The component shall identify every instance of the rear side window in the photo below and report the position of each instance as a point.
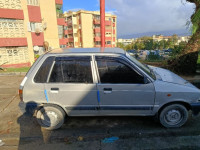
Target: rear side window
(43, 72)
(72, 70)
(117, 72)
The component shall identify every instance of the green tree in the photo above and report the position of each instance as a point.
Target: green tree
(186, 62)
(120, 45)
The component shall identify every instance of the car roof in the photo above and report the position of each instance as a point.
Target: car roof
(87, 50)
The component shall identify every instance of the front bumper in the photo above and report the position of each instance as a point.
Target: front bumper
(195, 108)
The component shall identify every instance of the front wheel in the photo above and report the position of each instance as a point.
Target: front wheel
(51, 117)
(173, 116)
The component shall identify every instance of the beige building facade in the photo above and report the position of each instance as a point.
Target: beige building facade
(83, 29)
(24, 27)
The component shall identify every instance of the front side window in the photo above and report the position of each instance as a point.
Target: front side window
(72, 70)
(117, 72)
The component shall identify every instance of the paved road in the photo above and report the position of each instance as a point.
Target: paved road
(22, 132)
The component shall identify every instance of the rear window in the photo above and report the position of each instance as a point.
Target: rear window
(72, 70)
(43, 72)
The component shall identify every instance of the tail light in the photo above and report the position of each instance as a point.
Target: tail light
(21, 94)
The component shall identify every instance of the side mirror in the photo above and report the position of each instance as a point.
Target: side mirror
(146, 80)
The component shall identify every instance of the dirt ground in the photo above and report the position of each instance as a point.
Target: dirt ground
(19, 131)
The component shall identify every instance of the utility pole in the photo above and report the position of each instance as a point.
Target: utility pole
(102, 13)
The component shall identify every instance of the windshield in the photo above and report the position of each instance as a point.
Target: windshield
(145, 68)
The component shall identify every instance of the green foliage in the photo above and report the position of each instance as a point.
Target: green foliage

• _What you have to do_
Without the pictures, return the records above exactly as given.

• _Solution to this task_
The component shall identify every instance of the rear side window in the photo below and report the position of each instance as a point.
Target: rear side window
(43, 72)
(72, 70)
(117, 72)
The component shall identify every instance of the green tree in the photo above and report the position of each instance as a point.
Target: green tree
(186, 62)
(120, 45)
The component shall identify every instance of the car roof in the photo above and report the position of each instance as a point.
Target: car roof
(87, 50)
The component shall identify every instance of the front bumper in the photo above and report the position of each instance as a point.
Target: front bumper
(195, 108)
The component shall identify every instance of the front wheel in the photo above and report the position of each instance as a point.
Target: front wheel
(51, 117)
(173, 116)
The component shall identify every instance of the beige building facade in the photo above and report the position of each instance as a point.
Target: beige building facade
(83, 29)
(24, 27)
The component shall identify every instance of the front side window in the photo above and report the position of each instance as a point.
Target: front side window
(72, 70)
(117, 72)
The component shall identify every instance of the paved road in the photo above and report the position of each instance as a point.
Target: paved road
(22, 132)
The component shall identify every instance of the rear window in the photo above and report the position of each instance as a point.
Target: rear window
(72, 70)
(43, 72)
The component shall identify every instance of the tail light in the photo above and report the position of each instance as a point.
Target: tail light
(21, 94)
The component shall identify every instance of the side mirror in the photo above and report the position of each instance as a point.
Target: side mirror
(146, 80)
The component shall identify every instance of the dirt ground in the photo above and report the position of each instance as a point.
Target: dirt ground
(19, 131)
The component shall identify every instance of the utility pole in the photo above and report the position of each instance as a point.
Target: utility pole
(102, 13)
The component shall identify every instance of the windshield in the photo above and report the position of each instance as a point.
Target: windshield
(145, 68)
The component shall identify every instance of the green foliage in the photo above and report the position of each instance as a point.
Target: green foliage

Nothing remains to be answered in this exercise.